--- start GIVEN RECORDS ---

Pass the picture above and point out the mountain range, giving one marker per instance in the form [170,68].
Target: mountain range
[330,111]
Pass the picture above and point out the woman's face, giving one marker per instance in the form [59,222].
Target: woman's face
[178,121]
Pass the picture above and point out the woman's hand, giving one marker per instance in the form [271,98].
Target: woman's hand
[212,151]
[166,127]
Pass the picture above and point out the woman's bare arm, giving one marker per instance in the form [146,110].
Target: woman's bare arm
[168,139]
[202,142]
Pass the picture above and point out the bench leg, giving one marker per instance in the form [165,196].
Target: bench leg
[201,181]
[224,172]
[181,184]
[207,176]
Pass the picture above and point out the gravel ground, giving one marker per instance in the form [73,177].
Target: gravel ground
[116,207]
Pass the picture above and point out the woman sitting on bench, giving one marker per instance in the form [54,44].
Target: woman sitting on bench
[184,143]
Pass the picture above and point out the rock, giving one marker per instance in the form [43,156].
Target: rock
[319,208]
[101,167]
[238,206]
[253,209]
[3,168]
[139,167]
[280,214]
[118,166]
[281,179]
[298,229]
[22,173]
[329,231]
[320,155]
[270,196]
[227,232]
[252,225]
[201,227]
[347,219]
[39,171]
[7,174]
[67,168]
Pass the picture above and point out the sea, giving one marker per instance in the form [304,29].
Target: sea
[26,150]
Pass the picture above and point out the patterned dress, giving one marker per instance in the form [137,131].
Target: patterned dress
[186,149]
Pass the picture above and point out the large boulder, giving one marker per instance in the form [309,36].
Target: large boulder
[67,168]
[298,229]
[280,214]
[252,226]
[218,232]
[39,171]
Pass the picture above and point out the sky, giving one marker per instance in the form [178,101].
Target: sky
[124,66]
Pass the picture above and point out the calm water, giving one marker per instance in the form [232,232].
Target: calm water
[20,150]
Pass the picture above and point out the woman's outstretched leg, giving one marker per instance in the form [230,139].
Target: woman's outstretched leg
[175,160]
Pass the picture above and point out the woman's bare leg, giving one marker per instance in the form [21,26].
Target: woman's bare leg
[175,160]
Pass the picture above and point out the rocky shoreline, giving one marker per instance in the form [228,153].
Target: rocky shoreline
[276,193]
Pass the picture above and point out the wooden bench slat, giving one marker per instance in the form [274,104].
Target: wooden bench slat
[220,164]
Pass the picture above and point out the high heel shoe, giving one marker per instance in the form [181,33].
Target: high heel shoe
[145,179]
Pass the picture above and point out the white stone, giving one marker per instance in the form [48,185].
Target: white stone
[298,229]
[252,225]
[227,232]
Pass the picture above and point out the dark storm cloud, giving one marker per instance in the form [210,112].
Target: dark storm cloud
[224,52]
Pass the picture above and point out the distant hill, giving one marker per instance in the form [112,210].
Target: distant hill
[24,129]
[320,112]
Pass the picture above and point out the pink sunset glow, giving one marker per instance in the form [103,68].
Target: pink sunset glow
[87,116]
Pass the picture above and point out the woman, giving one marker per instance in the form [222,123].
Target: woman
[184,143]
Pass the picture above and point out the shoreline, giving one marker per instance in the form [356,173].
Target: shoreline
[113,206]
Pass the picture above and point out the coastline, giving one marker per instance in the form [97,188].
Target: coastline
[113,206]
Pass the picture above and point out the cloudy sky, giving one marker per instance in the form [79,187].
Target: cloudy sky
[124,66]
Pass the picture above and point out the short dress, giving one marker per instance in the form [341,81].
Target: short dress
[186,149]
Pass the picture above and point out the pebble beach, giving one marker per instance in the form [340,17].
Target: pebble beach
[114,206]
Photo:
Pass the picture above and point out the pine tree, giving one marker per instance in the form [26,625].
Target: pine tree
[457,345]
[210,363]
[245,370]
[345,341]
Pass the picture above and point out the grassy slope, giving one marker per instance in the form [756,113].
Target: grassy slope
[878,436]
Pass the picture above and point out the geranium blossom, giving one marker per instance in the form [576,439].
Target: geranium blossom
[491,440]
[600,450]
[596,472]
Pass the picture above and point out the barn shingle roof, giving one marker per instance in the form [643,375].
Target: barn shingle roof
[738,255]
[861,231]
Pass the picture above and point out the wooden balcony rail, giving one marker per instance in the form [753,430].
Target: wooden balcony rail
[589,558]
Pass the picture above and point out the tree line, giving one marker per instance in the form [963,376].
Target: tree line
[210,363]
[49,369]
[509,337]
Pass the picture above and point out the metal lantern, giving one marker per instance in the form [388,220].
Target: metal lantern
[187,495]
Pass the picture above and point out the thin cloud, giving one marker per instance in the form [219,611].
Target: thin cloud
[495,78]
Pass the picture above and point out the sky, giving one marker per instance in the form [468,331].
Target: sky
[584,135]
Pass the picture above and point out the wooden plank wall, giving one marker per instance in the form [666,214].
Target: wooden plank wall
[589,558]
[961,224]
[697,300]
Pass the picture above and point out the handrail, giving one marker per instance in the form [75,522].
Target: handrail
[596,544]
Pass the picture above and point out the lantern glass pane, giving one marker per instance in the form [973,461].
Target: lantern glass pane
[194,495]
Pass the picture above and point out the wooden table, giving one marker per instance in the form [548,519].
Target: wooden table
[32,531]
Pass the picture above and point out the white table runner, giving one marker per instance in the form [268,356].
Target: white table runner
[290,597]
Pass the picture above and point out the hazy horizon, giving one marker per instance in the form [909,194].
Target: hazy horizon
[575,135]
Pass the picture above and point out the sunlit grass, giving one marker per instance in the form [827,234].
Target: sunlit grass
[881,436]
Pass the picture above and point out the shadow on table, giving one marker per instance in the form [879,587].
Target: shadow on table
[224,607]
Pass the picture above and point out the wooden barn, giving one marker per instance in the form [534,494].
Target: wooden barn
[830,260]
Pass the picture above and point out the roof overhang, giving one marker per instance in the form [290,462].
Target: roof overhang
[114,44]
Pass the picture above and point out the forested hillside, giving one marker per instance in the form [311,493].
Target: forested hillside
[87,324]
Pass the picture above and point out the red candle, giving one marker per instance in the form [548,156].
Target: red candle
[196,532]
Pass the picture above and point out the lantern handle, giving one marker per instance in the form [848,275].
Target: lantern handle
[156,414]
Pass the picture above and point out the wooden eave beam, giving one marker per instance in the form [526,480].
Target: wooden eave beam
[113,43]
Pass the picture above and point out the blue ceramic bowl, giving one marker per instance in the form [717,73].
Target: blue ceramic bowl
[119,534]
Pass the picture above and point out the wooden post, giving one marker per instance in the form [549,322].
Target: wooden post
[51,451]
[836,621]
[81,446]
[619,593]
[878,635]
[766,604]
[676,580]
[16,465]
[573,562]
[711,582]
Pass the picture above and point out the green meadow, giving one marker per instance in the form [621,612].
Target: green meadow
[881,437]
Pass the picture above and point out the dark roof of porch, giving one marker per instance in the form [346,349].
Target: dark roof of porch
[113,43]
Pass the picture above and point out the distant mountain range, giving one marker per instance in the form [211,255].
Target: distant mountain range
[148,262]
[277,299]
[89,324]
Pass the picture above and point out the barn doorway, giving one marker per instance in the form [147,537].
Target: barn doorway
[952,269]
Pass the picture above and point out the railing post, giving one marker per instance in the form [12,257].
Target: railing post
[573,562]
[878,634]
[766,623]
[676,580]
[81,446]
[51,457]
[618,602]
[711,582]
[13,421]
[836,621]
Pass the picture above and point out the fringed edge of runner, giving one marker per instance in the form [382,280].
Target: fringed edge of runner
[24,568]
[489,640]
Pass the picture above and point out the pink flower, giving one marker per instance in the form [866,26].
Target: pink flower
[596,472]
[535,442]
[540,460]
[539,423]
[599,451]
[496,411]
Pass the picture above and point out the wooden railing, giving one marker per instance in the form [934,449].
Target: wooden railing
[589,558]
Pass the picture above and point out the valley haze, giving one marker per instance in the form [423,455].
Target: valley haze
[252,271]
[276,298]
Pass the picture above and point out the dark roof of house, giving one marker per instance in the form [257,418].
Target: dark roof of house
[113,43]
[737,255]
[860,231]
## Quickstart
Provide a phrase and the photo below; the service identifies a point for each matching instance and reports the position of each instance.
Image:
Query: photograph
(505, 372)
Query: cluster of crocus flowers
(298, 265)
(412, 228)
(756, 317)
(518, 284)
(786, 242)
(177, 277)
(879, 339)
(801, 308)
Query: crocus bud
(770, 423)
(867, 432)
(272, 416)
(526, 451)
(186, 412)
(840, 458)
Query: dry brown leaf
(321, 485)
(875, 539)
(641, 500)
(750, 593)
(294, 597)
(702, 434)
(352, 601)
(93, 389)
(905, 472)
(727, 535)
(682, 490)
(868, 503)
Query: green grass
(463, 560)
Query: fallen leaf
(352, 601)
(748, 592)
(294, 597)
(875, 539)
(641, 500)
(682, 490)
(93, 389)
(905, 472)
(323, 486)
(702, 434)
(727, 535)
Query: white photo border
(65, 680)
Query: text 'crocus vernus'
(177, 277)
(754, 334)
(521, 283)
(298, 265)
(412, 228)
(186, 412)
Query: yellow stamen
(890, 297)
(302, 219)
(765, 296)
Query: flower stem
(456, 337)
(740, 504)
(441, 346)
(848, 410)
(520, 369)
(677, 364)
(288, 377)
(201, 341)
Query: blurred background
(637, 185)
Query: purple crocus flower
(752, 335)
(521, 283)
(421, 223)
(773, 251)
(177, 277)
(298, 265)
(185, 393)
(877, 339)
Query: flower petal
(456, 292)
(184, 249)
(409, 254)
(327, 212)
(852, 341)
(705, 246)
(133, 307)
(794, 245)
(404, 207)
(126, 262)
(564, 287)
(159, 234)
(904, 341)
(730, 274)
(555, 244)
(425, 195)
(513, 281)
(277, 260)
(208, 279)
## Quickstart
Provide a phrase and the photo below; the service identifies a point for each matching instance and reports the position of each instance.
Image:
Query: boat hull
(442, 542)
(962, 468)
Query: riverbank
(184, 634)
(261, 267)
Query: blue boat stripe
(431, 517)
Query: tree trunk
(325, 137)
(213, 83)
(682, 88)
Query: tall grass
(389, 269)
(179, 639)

--- end GIVEN RECORDS ---

→ **TASK STATEMENT**
Repeat word for word the lines running from the line containing "Query: yellow stamen" to the end of the entries above, inclusive.

→ **THE SOLUTION**
Query: yellow stamen
(890, 297)
(302, 219)
(765, 296)
Query: flower stem
(456, 337)
(740, 504)
(441, 346)
(848, 410)
(520, 369)
(677, 364)
(288, 377)
(201, 341)
Query: blurred background
(637, 185)
Query: purple crocus flower
(752, 335)
(521, 283)
(421, 223)
(773, 251)
(177, 277)
(298, 265)
(185, 393)
(877, 339)
Query: flower petal
(456, 292)
(184, 249)
(409, 254)
(327, 212)
(852, 341)
(705, 246)
(133, 307)
(794, 245)
(404, 207)
(126, 262)
(564, 287)
(159, 234)
(904, 341)
(730, 274)
(555, 244)
(425, 195)
(513, 281)
(277, 260)
(208, 279)
## Quickstart
Provide a phrase and the photo below; the service identifies a point for each matching instance and reports the position of each instance.
Image:
Query: boat hull
(442, 542)
(962, 468)
Query: riverbank
(184, 634)
(261, 267)
Query: blue boat stripe
(431, 517)
Query: tree trunk
(325, 137)
(213, 83)
(682, 88)
Query: tall grass
(389, 269)
(179, 639)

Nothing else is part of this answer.